» **What you should do**
Using the entries that follow, state how many lines contain the word "crab". The response is that number and nothing more.

Data extract: Begin

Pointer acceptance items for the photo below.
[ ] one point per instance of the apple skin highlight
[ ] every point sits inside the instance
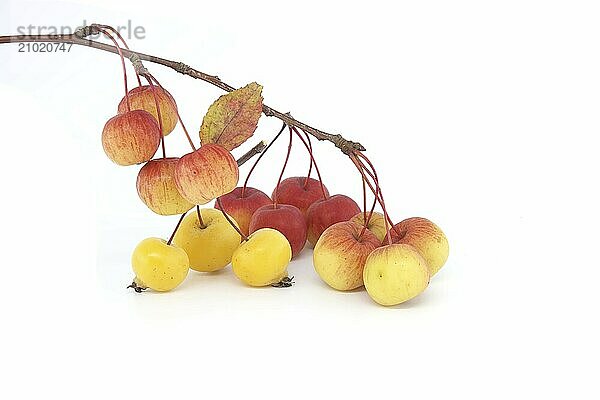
(242, 208)
(157, 189)
(284, 218)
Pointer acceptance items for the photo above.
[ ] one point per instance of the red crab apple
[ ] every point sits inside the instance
(341, 252)
(241, 208)
(324, 213)
(156, 187)
(394, 274)
(286, 219)
(205, 174)
(131, 138)
(142, 98)
(299, 192)
(426, 237)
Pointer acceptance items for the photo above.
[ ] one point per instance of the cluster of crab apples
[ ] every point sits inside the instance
(258, 234)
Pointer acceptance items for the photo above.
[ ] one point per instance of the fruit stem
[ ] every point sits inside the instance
(261, 156)
(375, 177)
(200, 220)
(377, 192)
(287, 158)
(136, 287)
(160, 124)
(244, 237)
(185, 131)
(176, 228)
(285, 282)
(118, 34)
(122, 63)
(312, 159)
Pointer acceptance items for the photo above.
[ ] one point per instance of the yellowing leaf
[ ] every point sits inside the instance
(233, 118)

Data extract: End

» **Your response**
2